Work instructions:
Could you quote every line of the material below word for word, leaving out the pictures?

Image location labeling entries
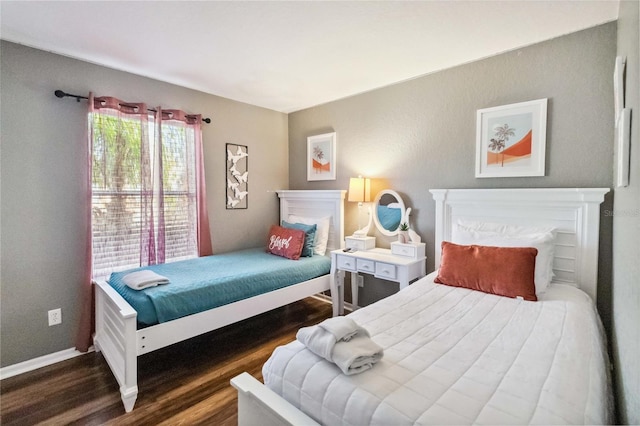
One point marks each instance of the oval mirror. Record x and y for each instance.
(388, 212)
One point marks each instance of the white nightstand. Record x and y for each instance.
(402, 263)
(360, 243)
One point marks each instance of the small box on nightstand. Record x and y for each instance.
(414, 250)
(360, 243)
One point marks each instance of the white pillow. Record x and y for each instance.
(543, 241)
(322, 230)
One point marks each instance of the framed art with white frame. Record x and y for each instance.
(321, 157)
(511, 140)
(237, 176)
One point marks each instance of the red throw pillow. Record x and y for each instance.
(285, 242)
(505, 271)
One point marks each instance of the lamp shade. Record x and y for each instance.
(360, 189)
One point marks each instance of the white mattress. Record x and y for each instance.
(456, 356)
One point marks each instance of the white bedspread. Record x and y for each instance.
(456, 356)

The completed task:
One point marks each instance of the oval mirror. Record x and y for each instance.
(388, 212)
One point marks each instance of the white nightstand. Record x and y for each instance.
(402, 263)
(360, 243)
One point marks each instance of the small box on nightstand. Record x and y for each instance.
(414, 250)
(360, 243)
One point marks each instance of the white pillow. Record x and y for each instance.
(543, 241)
(322, 230)
One point marks each instance of the framed art with white frame. Record x and y for each instance.
(321, 157)
(511, 140)
(237, 176)
One point marks each instance of the red throw pillow. Record x and y for each instance.
(285, 242)
(505, 271)
One point marks each instance of the lamp shade. Record x and y for each instance.
(360, 189)
One point marks each instance of the white mattress. Record x and y for each instance.
(456, 356)
One point marks each instance of the white bedspread. Record x and y for each instance.
(456, 356)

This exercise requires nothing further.